Your goal: Would you retype the whole listing exactly?

Data for analysis:
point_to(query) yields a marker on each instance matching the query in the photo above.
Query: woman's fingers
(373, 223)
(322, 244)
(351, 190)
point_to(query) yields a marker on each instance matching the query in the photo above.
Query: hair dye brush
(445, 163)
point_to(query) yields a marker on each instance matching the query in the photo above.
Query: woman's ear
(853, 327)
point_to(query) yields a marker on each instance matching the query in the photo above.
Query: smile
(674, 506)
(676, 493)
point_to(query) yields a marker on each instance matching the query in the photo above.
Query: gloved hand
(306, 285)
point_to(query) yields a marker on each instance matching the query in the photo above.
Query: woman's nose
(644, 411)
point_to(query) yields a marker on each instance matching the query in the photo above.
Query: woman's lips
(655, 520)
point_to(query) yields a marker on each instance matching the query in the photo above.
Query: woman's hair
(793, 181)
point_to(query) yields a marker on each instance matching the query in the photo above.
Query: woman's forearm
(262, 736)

Answer space:
point_to(query) yields a marker on each instance matching the query in the photo above.
Query: woman's fingers
(373, 223)
(322, 244)
(351, 190)
point_to(query) yields a marker on each instance matching the query in the photo above.
Query: hair dye brush
(445, 163)
point_to(query) yields a marker on each instance matching the query in the photo above.
Query: woman's ear
(853, 327)
point_to(query) yields a marker on each instance matching the query in the photo above.
Query: smile
(674, 506)
(676, 493)
point_to(query) yields a marker on each instance matching the query in the photo above.
Query: gloved hand
(306, 285)
point_to(query) yields a marker on each instance matching the query in the photo above.
Query: woman's nose
(644, 411)
point_to(query) yields a marker on each instance matching the query in the photo above.
Query: woman's lips
(655, 520)
point_to(query) yields a marker on each instance matching the query in the photo above.
Query: woman's hair
(793, 181)
point_to(query) yields a marker on each instance matching the query in the photo above.
Query: woman's forearm
(262, 736)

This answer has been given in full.